[Source records]
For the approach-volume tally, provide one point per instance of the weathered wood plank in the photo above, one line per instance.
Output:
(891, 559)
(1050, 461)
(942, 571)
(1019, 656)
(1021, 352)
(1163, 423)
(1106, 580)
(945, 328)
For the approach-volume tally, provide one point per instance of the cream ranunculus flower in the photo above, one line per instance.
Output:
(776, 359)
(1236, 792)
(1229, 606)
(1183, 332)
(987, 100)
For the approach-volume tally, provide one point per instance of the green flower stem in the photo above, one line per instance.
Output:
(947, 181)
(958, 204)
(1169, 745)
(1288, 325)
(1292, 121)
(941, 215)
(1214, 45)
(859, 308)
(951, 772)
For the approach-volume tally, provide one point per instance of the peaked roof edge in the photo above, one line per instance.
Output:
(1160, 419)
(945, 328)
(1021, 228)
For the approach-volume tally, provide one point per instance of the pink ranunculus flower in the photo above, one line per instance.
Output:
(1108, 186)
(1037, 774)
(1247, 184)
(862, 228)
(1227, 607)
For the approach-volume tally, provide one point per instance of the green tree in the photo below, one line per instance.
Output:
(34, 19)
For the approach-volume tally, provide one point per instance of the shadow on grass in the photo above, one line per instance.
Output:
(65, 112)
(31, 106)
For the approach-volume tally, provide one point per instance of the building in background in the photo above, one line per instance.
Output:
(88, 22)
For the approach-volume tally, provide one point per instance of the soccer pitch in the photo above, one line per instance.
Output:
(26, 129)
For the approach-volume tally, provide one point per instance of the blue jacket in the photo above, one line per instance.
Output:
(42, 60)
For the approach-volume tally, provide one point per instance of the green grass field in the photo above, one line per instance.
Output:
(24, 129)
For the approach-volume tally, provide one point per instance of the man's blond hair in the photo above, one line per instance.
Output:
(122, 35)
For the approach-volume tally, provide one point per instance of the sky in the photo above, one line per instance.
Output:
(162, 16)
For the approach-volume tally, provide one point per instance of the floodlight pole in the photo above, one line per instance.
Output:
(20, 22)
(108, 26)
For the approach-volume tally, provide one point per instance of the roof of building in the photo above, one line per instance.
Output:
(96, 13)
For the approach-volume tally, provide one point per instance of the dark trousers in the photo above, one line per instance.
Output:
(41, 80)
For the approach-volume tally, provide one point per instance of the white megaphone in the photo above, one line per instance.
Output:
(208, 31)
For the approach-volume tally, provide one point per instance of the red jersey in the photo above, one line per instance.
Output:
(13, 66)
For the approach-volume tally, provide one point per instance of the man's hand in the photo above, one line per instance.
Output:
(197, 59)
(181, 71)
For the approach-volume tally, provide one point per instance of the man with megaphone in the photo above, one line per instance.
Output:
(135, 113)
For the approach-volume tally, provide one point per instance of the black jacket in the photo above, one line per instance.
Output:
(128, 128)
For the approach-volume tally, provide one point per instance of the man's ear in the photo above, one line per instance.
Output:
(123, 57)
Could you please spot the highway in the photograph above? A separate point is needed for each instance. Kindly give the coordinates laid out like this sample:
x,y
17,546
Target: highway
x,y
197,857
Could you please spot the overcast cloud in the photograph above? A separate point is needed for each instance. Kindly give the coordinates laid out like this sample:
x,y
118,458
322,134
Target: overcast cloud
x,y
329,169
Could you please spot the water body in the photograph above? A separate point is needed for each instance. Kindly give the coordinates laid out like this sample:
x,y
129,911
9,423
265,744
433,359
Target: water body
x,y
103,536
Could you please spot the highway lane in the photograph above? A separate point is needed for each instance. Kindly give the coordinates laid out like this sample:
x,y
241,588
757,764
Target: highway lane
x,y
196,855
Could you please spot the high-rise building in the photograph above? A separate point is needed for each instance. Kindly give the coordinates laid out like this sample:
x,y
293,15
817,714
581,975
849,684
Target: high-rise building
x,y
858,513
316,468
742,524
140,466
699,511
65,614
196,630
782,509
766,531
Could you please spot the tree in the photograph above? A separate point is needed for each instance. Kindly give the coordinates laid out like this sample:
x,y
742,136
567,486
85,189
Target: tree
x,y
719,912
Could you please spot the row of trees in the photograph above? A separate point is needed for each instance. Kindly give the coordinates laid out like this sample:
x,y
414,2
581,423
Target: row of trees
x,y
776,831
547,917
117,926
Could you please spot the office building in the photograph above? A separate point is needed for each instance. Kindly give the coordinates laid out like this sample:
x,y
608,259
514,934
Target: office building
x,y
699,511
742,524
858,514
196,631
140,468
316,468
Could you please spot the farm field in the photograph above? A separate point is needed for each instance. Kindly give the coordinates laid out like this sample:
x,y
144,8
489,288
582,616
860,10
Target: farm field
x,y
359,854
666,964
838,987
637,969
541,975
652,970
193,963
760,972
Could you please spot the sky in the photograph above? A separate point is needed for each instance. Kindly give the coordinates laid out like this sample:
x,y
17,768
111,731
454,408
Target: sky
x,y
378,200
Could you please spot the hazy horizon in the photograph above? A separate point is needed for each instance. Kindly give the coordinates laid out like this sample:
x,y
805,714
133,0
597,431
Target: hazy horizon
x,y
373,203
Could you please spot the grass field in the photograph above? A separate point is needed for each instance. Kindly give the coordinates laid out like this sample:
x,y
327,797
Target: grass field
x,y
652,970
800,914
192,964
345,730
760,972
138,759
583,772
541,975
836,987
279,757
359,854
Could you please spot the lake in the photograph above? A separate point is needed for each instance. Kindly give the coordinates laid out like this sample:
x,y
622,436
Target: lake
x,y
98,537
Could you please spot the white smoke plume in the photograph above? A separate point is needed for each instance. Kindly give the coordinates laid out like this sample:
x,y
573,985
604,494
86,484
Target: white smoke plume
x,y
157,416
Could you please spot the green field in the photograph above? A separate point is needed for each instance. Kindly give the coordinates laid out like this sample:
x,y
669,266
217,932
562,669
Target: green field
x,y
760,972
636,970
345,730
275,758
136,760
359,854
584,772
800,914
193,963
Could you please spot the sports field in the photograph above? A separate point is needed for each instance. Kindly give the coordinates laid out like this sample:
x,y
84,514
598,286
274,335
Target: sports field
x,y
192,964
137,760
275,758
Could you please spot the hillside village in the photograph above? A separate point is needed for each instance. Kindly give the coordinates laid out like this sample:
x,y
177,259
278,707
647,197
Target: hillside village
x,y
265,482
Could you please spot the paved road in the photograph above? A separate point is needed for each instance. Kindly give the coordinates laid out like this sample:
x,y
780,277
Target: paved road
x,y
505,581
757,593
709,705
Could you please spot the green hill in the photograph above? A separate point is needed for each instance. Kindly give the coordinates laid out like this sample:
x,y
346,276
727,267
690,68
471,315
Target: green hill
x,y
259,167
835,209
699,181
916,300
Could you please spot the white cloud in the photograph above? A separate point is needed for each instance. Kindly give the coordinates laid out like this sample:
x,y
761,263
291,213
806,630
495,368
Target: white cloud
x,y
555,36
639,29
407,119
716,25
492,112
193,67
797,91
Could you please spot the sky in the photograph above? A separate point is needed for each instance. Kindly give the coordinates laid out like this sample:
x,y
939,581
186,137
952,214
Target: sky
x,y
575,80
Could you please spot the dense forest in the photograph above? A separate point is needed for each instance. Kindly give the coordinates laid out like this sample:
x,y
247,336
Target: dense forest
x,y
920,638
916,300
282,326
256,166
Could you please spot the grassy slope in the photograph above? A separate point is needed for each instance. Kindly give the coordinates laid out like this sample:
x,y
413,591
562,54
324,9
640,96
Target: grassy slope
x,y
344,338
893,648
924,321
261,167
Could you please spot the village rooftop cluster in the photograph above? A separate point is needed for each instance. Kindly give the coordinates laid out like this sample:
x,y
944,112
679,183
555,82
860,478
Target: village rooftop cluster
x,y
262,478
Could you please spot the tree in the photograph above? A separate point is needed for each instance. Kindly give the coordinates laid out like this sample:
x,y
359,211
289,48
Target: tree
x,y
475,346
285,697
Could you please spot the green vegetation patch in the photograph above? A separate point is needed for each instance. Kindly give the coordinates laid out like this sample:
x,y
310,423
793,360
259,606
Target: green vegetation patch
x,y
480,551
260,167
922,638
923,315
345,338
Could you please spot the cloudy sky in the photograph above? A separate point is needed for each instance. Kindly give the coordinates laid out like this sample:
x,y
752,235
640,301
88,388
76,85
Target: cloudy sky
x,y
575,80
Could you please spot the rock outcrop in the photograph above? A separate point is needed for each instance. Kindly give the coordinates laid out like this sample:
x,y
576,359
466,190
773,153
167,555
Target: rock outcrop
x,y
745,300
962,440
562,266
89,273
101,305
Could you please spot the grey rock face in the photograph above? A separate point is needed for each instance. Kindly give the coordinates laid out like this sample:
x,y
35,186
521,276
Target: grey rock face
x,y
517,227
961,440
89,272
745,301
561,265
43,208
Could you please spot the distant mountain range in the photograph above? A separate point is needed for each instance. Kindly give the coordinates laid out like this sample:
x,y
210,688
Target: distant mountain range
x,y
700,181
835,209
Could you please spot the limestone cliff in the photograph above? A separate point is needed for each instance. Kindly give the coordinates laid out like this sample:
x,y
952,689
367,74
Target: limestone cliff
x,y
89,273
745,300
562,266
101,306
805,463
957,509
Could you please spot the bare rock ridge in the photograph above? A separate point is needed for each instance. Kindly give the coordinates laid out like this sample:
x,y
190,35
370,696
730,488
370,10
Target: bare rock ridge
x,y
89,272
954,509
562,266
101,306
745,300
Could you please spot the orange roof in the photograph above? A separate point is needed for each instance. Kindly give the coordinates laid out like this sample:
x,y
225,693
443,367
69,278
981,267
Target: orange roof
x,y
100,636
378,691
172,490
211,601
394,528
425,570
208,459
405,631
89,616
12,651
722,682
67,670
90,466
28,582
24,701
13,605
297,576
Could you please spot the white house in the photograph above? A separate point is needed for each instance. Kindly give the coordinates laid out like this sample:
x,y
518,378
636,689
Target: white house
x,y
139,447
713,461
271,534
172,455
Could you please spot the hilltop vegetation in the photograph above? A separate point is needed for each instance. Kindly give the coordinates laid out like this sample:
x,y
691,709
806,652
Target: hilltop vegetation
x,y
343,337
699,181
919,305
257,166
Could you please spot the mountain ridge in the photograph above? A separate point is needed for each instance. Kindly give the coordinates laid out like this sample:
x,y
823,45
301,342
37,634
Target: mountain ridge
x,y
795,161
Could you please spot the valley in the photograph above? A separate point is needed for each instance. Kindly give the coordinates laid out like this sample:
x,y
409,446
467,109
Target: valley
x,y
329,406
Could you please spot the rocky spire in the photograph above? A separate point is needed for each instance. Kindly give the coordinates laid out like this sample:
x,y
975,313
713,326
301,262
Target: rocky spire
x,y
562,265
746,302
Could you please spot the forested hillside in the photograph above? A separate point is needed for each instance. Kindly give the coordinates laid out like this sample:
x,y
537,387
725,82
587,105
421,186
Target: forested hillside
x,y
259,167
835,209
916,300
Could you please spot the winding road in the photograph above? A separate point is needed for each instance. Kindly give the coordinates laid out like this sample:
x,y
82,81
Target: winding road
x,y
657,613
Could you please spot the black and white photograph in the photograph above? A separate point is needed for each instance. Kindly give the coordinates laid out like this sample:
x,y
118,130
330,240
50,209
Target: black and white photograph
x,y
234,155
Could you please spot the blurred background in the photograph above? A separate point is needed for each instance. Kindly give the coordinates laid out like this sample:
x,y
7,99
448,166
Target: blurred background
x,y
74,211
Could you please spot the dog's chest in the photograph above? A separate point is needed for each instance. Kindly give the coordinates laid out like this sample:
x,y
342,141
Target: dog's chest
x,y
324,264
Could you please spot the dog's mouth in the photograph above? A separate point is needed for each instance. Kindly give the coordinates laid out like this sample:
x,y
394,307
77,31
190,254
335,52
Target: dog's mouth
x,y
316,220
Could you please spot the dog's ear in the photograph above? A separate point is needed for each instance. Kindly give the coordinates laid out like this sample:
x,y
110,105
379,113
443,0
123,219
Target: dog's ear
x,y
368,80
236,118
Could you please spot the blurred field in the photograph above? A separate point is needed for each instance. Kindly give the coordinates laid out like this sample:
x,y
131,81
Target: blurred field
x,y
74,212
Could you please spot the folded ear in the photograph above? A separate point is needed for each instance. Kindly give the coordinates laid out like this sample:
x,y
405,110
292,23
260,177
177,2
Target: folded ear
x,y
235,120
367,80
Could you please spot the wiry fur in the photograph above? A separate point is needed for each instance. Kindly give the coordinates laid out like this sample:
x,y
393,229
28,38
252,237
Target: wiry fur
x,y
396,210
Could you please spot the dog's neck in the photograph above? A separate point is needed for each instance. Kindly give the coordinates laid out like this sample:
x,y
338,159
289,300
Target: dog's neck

→ Exercise:
Track down every line in the entries that includes the string "neck", and copy it.

→ Exercise output:
Could you please spot the dog's neck in the photograph above? A separate point is needed for each instance. Kindly give the coordinates laid out like this sample:
Target: dog's neck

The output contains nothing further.